To be done: Set down the listing below word for word, from its first line through the line containing "Query: shingle roof", both included.

Stored records:
^^^^
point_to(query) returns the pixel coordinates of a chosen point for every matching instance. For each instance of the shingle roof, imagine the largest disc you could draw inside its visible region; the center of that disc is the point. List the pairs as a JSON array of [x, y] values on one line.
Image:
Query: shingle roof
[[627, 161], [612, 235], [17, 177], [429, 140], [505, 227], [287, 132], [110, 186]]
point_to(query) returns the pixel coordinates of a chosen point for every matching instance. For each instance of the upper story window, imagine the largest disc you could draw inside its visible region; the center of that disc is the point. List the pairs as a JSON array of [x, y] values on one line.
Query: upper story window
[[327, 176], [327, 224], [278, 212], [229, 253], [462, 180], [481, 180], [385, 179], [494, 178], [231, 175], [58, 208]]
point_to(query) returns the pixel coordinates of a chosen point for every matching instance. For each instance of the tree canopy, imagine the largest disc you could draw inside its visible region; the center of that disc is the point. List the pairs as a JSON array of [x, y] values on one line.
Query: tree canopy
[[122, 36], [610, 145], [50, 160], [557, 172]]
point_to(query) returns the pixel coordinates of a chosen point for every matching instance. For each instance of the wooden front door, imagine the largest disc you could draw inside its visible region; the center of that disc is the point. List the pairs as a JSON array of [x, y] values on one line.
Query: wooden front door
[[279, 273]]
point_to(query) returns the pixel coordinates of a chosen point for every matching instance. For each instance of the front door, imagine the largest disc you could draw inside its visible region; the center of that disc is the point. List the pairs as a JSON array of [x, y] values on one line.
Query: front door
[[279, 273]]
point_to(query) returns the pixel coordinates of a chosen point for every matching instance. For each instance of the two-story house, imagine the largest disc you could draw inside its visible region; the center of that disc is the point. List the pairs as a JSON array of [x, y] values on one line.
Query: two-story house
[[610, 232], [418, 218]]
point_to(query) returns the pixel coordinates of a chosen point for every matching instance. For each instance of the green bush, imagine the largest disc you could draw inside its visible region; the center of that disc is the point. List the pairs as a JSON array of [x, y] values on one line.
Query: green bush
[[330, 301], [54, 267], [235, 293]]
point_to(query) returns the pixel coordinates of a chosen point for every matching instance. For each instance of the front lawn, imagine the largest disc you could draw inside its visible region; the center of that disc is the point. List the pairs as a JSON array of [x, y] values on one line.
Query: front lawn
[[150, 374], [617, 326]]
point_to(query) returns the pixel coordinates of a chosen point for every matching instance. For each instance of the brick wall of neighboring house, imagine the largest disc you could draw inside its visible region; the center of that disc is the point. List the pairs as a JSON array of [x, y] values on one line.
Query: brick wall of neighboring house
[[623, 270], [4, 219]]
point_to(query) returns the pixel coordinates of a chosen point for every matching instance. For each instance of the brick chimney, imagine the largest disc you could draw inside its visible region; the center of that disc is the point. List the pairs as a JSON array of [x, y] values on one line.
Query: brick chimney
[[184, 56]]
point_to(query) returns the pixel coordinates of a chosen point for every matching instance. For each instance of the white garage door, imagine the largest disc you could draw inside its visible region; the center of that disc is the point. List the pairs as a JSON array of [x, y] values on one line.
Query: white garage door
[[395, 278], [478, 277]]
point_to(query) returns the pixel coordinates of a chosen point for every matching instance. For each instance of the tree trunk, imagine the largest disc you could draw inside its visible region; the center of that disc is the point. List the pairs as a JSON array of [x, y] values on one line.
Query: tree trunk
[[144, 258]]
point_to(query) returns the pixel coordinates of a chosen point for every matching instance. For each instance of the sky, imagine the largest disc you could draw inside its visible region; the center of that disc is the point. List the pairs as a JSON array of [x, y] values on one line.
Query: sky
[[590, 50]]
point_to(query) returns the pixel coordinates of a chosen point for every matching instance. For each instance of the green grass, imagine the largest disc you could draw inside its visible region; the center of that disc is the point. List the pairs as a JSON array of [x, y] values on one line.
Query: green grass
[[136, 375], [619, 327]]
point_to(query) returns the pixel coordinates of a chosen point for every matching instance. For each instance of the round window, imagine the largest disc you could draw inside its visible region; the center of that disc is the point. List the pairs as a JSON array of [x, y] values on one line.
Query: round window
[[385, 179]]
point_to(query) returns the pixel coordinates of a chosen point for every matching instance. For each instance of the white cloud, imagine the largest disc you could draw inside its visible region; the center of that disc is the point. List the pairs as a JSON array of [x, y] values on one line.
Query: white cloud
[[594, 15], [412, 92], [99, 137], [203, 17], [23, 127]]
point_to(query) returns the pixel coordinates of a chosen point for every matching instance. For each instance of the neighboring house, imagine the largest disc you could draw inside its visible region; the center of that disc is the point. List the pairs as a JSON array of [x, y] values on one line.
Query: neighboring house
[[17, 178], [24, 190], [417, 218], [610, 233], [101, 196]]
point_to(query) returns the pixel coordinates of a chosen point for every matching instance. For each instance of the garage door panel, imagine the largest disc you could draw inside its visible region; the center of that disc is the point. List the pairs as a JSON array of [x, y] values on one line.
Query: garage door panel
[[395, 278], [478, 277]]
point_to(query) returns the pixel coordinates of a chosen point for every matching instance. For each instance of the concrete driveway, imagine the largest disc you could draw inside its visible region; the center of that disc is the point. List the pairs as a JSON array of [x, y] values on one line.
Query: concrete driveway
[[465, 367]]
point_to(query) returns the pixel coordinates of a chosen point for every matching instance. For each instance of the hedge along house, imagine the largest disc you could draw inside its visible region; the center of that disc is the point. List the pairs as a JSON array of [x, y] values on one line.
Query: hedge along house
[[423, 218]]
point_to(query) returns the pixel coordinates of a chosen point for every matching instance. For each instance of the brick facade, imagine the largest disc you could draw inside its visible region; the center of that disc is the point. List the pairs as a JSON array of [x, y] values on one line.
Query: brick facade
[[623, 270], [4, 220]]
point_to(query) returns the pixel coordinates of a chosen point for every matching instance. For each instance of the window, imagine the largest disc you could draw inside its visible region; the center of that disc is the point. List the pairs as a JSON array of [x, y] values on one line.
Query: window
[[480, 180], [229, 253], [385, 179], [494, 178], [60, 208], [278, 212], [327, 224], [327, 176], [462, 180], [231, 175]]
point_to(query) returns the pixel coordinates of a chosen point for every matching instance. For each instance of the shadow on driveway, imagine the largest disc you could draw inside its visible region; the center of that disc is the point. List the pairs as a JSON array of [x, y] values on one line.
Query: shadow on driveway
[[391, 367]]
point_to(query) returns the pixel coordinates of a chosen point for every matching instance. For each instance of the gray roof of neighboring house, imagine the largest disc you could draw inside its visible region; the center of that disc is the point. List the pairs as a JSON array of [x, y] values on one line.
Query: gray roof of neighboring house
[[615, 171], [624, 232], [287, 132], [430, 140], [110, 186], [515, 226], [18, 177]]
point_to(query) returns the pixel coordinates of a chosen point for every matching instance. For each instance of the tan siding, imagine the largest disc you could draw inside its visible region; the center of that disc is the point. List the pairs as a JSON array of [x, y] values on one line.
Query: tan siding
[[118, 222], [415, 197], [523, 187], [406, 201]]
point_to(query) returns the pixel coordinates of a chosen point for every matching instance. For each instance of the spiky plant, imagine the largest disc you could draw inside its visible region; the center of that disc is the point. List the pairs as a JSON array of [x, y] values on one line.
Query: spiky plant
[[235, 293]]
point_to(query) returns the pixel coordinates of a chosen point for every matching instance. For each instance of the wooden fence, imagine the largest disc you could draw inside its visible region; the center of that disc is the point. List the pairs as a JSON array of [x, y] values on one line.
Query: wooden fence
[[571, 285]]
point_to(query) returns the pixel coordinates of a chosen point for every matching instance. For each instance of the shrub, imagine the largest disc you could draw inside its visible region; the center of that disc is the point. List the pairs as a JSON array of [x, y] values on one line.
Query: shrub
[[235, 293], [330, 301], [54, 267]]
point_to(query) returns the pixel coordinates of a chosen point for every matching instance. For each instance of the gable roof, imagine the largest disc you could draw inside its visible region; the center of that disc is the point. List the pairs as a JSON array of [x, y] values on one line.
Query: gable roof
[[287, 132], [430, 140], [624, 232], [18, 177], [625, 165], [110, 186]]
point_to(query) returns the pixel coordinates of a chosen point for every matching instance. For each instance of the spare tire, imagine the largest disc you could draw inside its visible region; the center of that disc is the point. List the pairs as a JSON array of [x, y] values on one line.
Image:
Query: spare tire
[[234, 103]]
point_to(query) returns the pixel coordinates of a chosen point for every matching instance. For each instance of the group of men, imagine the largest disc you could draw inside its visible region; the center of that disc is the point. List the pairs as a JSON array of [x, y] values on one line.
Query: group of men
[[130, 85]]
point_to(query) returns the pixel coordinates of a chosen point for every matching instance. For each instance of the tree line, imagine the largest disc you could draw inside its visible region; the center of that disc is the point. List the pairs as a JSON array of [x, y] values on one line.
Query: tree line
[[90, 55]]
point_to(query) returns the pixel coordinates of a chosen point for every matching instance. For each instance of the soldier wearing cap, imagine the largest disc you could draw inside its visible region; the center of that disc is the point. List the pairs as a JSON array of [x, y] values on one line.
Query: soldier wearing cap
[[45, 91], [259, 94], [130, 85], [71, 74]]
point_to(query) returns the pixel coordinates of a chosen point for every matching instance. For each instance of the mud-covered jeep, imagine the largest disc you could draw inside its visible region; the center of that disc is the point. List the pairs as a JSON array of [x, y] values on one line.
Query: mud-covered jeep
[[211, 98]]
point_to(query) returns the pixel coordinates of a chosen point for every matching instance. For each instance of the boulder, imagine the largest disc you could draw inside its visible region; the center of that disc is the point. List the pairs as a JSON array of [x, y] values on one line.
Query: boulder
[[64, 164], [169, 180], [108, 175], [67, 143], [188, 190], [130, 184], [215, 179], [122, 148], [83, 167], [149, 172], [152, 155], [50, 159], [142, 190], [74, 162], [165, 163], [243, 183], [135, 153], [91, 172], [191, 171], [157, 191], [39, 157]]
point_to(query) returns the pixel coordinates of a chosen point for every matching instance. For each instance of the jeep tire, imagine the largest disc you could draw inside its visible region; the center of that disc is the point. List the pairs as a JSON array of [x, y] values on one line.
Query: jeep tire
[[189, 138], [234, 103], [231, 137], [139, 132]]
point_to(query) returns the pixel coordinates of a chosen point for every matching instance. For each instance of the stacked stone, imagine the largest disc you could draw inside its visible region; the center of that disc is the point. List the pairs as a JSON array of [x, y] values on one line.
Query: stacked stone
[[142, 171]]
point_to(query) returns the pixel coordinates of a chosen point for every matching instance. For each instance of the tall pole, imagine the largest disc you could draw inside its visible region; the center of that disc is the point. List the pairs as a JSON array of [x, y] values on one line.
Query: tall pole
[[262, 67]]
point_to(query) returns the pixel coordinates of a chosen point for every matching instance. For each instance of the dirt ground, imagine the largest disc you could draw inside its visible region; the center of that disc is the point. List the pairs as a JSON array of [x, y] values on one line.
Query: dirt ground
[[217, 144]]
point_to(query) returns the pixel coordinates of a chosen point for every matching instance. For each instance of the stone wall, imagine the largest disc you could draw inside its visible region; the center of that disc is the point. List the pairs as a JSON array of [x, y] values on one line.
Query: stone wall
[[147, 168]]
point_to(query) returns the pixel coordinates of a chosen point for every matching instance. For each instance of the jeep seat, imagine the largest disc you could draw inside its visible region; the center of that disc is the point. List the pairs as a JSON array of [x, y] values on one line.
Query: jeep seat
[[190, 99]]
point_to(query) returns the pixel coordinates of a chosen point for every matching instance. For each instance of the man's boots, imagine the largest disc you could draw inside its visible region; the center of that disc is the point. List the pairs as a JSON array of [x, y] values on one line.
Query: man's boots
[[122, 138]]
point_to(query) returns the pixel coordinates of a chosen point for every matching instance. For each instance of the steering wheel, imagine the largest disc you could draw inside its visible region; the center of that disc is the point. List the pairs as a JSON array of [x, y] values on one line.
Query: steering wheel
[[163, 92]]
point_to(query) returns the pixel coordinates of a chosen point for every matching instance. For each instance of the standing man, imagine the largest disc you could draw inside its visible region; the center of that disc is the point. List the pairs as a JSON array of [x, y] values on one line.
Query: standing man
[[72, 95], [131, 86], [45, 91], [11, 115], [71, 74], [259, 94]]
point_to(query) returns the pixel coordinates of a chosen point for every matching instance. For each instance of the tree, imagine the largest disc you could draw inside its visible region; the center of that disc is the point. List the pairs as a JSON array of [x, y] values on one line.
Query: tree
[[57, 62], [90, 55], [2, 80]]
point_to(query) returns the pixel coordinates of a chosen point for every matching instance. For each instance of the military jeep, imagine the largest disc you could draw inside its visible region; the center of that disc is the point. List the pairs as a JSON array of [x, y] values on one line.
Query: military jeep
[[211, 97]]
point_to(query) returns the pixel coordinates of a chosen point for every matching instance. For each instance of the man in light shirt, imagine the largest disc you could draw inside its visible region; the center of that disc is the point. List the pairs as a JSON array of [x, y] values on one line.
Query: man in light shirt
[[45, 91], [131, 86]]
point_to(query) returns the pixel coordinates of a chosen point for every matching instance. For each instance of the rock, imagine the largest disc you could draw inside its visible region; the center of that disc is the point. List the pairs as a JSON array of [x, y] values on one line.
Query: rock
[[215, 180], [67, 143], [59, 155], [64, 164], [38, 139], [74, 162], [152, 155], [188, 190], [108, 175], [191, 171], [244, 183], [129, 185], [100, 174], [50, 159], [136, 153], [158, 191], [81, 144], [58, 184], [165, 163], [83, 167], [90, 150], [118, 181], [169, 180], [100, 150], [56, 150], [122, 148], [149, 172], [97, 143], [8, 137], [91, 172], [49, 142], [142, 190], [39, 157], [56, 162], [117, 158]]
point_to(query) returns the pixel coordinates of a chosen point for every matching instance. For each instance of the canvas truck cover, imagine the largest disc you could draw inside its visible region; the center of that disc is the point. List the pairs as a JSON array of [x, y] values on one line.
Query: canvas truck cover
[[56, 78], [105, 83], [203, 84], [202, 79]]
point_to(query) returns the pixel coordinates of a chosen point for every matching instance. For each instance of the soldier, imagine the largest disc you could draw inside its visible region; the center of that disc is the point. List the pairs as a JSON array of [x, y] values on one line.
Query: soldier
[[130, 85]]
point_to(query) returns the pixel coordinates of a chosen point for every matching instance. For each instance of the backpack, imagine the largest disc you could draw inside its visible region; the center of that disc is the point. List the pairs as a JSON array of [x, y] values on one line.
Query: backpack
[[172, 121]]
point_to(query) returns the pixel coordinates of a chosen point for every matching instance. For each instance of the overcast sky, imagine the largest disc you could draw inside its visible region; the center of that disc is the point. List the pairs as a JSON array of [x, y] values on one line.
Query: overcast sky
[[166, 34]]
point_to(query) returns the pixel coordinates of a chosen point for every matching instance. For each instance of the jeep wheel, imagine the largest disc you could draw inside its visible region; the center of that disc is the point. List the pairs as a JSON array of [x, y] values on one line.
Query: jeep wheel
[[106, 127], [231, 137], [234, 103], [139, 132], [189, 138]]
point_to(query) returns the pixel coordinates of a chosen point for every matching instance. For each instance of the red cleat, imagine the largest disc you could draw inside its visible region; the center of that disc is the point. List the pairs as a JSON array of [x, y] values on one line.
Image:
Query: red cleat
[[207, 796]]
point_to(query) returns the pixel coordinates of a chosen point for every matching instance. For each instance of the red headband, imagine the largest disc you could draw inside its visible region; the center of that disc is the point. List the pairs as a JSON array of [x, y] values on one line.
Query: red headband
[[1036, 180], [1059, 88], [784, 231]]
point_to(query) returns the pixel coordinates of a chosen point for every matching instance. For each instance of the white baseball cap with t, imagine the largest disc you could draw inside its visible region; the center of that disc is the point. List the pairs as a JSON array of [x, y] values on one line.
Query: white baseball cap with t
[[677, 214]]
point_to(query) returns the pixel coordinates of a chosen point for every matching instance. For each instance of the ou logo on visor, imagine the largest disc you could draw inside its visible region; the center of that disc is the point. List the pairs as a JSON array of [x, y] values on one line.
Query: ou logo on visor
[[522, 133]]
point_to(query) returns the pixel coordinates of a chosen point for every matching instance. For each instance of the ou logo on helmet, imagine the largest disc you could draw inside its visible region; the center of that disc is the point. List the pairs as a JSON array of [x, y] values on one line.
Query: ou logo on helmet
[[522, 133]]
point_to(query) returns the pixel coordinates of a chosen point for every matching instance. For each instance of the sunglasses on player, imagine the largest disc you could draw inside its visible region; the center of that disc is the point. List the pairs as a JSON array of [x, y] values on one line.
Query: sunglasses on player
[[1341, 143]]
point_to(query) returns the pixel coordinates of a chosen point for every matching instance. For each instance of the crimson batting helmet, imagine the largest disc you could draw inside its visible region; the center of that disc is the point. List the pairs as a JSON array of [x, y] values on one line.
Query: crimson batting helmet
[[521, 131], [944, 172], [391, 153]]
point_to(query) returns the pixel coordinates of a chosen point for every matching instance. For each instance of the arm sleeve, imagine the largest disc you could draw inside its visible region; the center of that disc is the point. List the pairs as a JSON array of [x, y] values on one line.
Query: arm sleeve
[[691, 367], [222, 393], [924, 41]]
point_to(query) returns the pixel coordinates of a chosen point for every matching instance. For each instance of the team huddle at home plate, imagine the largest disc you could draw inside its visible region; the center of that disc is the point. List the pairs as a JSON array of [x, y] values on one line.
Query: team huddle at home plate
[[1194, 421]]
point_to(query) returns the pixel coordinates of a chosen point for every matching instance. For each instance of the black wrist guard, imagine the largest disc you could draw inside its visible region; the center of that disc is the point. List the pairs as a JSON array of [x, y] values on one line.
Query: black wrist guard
^^^^
Exercise result:
point_to(query) returns the pixel coordinates of a chosen point for every matching instance. For each instance of the shingle roof, imagine the largest disc you could draw inside its visible region; the center of that disc is the point. List the pairs as a JSON array of [x, y] values on one line.
Image:
Query: shingle roof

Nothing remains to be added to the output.